* Excerpted records:
· · ·
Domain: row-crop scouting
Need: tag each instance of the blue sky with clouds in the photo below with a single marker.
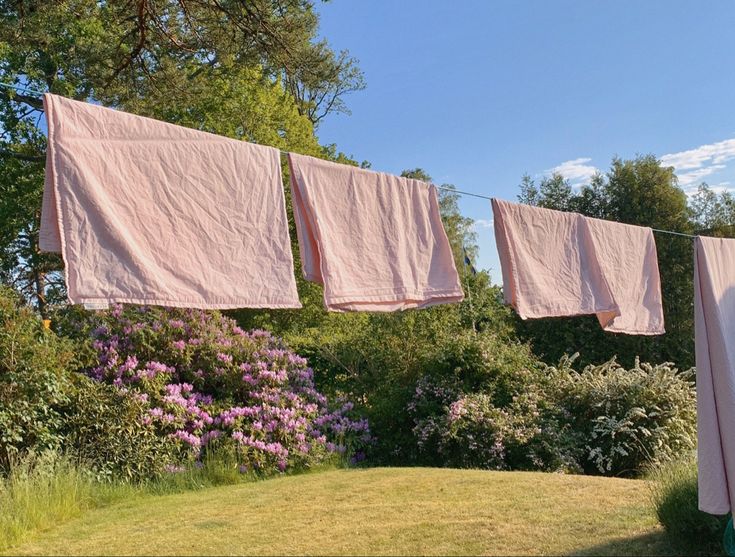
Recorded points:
(479, 92)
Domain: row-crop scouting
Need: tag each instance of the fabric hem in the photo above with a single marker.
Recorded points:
(187, 304)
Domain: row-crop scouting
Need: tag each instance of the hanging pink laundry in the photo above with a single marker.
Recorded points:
(714, 312)
(375, 241)
(147, 212)
(556, 264)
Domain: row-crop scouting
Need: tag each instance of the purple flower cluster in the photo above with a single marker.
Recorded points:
(208, 383)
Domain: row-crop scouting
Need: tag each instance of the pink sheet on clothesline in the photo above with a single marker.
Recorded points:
(556, 263)
(375, 241)
(714, 312)
(147, 212)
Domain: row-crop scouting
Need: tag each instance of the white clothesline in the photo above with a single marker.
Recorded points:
(460, 192)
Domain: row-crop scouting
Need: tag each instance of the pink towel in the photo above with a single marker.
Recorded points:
(146, 212)
(557, 264)
(374, 240)
(714, 312)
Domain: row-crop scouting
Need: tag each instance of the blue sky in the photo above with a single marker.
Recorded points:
(477, 93)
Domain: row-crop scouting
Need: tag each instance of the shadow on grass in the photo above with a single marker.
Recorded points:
(653, 543)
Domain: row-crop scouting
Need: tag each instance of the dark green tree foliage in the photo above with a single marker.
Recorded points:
(641, 192)
(249, 69)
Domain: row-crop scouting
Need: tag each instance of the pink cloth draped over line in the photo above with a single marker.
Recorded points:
(714, 325)
(146, 212)
(375, 241)
(556, 263)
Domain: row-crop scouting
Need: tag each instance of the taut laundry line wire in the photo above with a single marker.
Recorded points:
(460, 192)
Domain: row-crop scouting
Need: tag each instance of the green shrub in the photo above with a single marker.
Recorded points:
(33, 381)
(106, 430)
(627, 420)
(674, 491)
(471, 430)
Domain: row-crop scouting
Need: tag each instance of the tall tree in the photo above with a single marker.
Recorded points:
(227, 66)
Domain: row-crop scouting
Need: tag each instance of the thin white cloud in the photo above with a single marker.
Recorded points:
(693, 165)
(576, 170)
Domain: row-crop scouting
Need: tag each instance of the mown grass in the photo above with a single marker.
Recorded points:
(398, 511)
(46, 491)
(676, 502)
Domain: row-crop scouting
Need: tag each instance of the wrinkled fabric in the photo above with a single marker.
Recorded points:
(146, 212)
(714, 324)
(375, 241)
(556, 263)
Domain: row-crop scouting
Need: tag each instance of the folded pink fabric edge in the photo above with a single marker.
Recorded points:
(309, 247)
(72, 294)
(606, 315)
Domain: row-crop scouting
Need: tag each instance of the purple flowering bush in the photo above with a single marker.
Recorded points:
(207, 386)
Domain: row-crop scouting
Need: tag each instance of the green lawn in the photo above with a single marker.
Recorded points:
(399, 511)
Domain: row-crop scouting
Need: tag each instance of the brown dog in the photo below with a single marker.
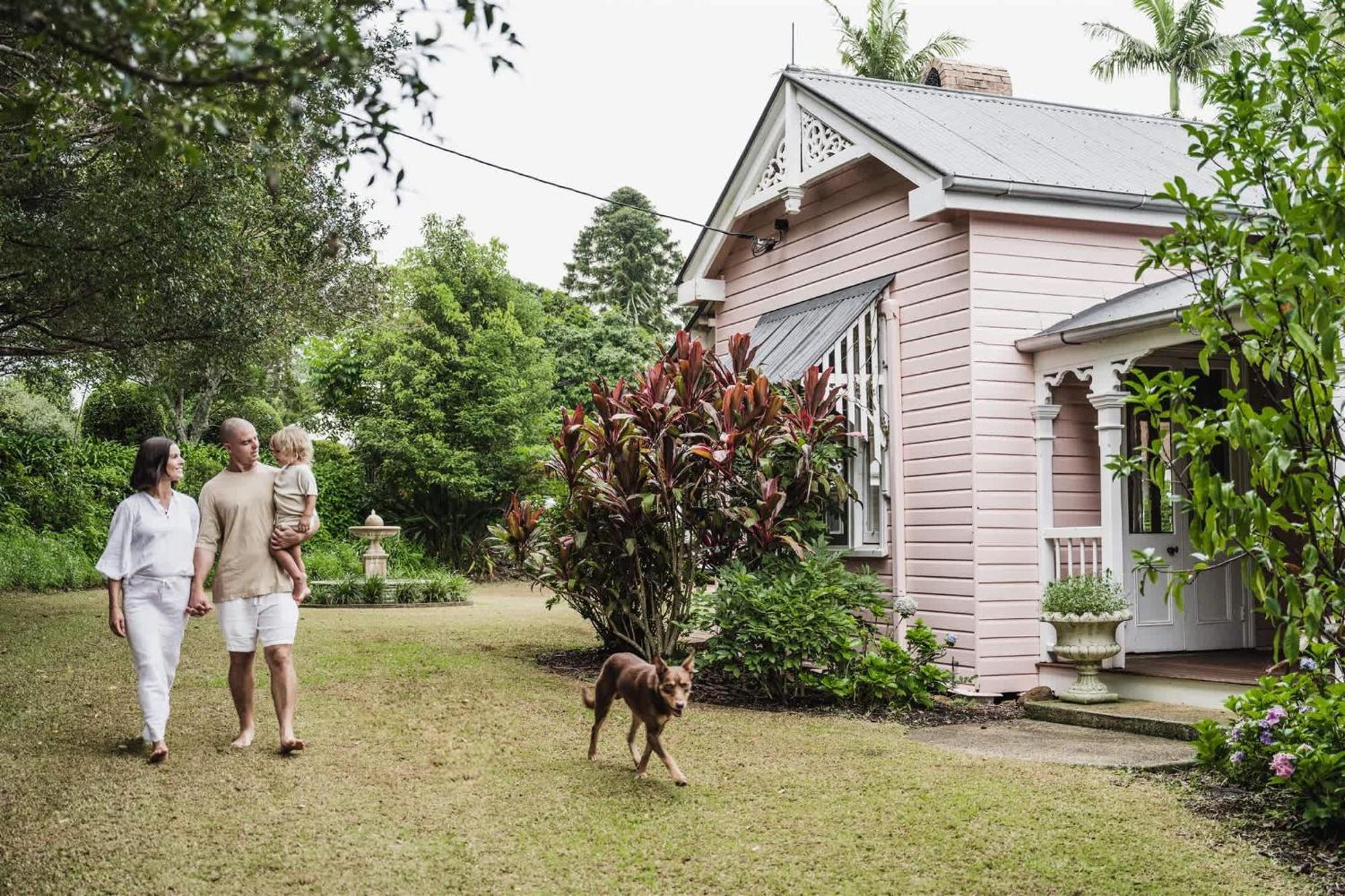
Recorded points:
(656, 692)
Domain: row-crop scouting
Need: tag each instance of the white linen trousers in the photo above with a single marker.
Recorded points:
(157, 618)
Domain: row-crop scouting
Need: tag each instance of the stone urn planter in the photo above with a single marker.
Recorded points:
(1087, 639)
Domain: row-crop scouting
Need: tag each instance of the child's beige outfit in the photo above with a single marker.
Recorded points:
(294, 485)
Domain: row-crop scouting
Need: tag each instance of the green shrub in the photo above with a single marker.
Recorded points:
(259, 412)
(330, 559)
(1289, 736)
(373, 589)
(346, 591)
(443, 588)
(410, 592)
(782, 623)
(123, 412)
(888, 674)
(44, 561)
(1085, 595)
(25, 411)
(793, 630)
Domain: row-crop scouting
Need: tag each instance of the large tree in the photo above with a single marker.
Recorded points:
(1186, 45)
(142, 142)
(1266, 256)
(626, 260)
(882, 46)
(591, 346)
(449, 397)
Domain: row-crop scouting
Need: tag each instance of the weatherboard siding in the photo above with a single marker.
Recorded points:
· · ·
* What you will do: Set the entries down again exactly. Do not include the images.

* Complete response:
Domain: row-crop scouting
Need: tag each instance of the blue sky with clouds in the photo below with a single marker.
Recorded points:
(479, 92)
Domain: row-crop scouting
Need: tag each instance of the fabric hem in the photo above with a single marker.
Recorded points:
(187, 304)
Domain: row-crop scouting
Need: tag each instance of the hanging pink laundry in the photo above with a single marker.
Recorded points:
(714, 312)
(375, 241)
(147, 212)
(556, 264)
Domain: row-crop scouting
Need: tag each instance of the purple flower cluster in the photo above with a single marker.
Recorded points:
(208, 383)
Domain: row-crop scouting
Need: tag each instance of the pink sheet on clothesline in the photo above with a single marker.
Recorded points:
(556, 263)
(375, 241)
(714, 312)
(147, 212)
Domain: row-crop scouting
Need: tag each instance of the white clothesline in the photo above with a single marker.
Recorded points:
(460, 192)
Domain: row-crop scouting
Need: tag each instance of the pink towel in the photo above with a single marker.
Recorded points:
(146, 212)
(557, 264)
(374, 240)
(714, 312)
Domain: row-crop scouting
Need: tag each instance of the blue sky in the photo above with a single marker.
Recorded points:
(477, 93)
Domain: row-crop scouting
Need: tag each instance of the shadow on grass in the photo above with a single marker.
Recorded points:
(653, 543)
Domain: row-crop scouting
Need: tag each instance of the dark green tree foliage in the photo above with a single marker.
Recorded points:
(641, 192)
(249, 69)
Domain: row-crop scouting
Need: tag each instance of the pink cloth draped over line in the photo above with a single marker.
Recorded points:
(714, 325)
(146, 212)
(375, 241)
(556, 263)
Domain: row-crop scouting
Need: tag each instance of the taut laundry line wire in the photo above with a single marker.
Recorded points:
(460, 192)
Domain: row-crop scouting
Need: tag each instance of the green shrub in the photo above with a single marker.
Recorded points:
(33, 381)
(106, 430)
(627, 420)
(674, 491)
(471, 430)
Domain: row-crop scouting
Need: tag each instance of the tall tree in the photo above with a single marker.
Recorded points:
(227, 66)
Domain: row-crop scouting
Need: tag each instance of the thin white cloud in the photo above with a single marker.
Recorded points:
(693, 165)
(576, 170)
Domain: row-crop scouting
Need: tag each instance of the mown grass in the photo above with a single marker.
Recorded points:
(398, 511)
(46, 491)
(676, 502)
Domain: row-crop scouting
Need: tag each instance of the wrinkled fabric in the photo above with a single marker.
Recorded points:
(146, 212)
(714, 324)
(375, 241)
(556, 263)
Domain: row-crop scouting
Need: tag each instance of the folded pink fabric edge in the photo above with a single marker.
Recorded points:
(309, 247)
(72, 294)
(606, 315)
Domain: row-crop scouting
Need: tag each instance of the purple flowering bush in the photo above with a single marker.
Recorded points:
(207, 386)
Domain: row-crop scouting
Need: tag each instance of the green lawn in the photo above with a single marker.
Recorded points:
(399, 511)
Domain: row-crop scouting
Need: tag each instance of the brown dog in the photo below with a single marker.
Recorded points:
(656, 692)
Domain: row-crop scouting
Need: tag each instance of the white linen trousers in the photo above with a single marker.
Recorded points:
(157, 618)
Domain: row-crop scouting
Need: tag each instance of the stone urn planter in the photo above with a single marker.
Recorded points:
(1087, 639)
Domain: row-crop scouting
Need: tag each instance of the child's beige outfit in the photo above with a single marker.
Recorded points:
(294, 485)
Domain: row-crop scouting
Need: tag each instance of the green shrub in the photo above with a single marker.
Recorded points:
(259, 412)
(330, 559)
(1289, 736)
(373, 589)
(346, 591)
(443, 588)
(410, 592)
(782, 623)
(123, 412)
(888, 674)
(44, 561)
(1085, 595)
(25, 411)
(793, 630)
Domain: row-crop scouting
Need: tag each instance of the large tree in the photo above with a single marker.
Recorded points:
(1186, 45)
(142, 142)
(1266, 256)
(626, 260)
(882, 46)
(591, 346)
(449, 397)
Domain: row-crop scouting
Need: tag each instance of the weatherboard siding in the photo above with a single marker.
Recorded points:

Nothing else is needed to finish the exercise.